▶ _TEXTO PARA LEITURA_:

▼

Ruby, a única ouvinte em uma família de pessoas surdas, fica dividida entre seu amor pela música e as obrigações em relação ao negócio da família, tentando equilibrar seu desejo de se expressar e a necessidade de ser a intérprete que conectará os pais e o irmão com a sociedade.

A mãe não quer que a filha deixe de ser a sua janela para o mundo – como muleta ou troféu de conquistas que não são realmente suas. É conveniente não ter que aprender e se expor a novas situações, novas relações. Será que podemos estar fisicamente presentes e abandonar emocionalmente alguém porque estamos lidando com os nossos medos pessoais? Isso acontece o tempo todo. O segredo é não esquecer que a relação existe.

▲

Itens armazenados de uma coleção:

▼

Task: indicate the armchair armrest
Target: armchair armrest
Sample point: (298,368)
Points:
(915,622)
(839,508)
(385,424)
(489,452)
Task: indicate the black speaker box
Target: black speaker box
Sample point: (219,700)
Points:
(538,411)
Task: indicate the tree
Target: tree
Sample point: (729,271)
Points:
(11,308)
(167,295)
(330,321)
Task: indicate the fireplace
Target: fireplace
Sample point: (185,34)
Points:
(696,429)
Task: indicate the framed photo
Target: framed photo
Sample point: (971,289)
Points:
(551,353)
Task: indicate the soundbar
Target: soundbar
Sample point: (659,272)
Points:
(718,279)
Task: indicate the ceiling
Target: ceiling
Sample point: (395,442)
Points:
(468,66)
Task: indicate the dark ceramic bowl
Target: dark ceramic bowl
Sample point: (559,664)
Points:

▲

▶ _TAREFAS_:
(a) No texto sobre Ruby, entre quais duas coisas ela fica dividida?
(b) Escreva a continuação do texto sobre Ruby, começando logo depois da última frase.

▶ _RESPOSTAS_:
(a) Entre seu amor pela música e as obrigações em relação ao negócio da família.

(b)
Além dos filhos não pertencerem aos pais, neste caso, a filha não pertence ao mesmo grupo determinado pela sociedade e do qual eles fazem parte. Há anseios que eles jamais serão capazes de entender e vice-versa. E está tudo bem! Mas aí vem o medo de perder a relação construída – ou imposta… aquele sentimento que atinge a todos os pais quando os filhos começam a criar asas.

Cada pessoa que deixamos de conhecer é um mundo com o qual não nos conectamos

Com humor, uma cena mostra a filha “traduzindo” a saúde íntima dos pais durante uma consulta. Após o diagnóstico, a recomendação é que o casal se abstenha de fazer sexo por duas semanas. Há tanto o desconforto de Ruby ao discutir a intimidade dos pais quanto o desconforto do médico por não saber atender pessoas com deficiência. Uma mente pragmática resolveria este assunto com ferramentas de acessibilidade: um celular ou papel e caneta, por exemplo. Mas e a acessibilidade a outras áreas da vida? Como lidar com a vulnerabilidade e a falta de privacidade e autonomia de uma pessoa que precisa de um intermediário para simplesmente tomar conta do seu próprio corpo?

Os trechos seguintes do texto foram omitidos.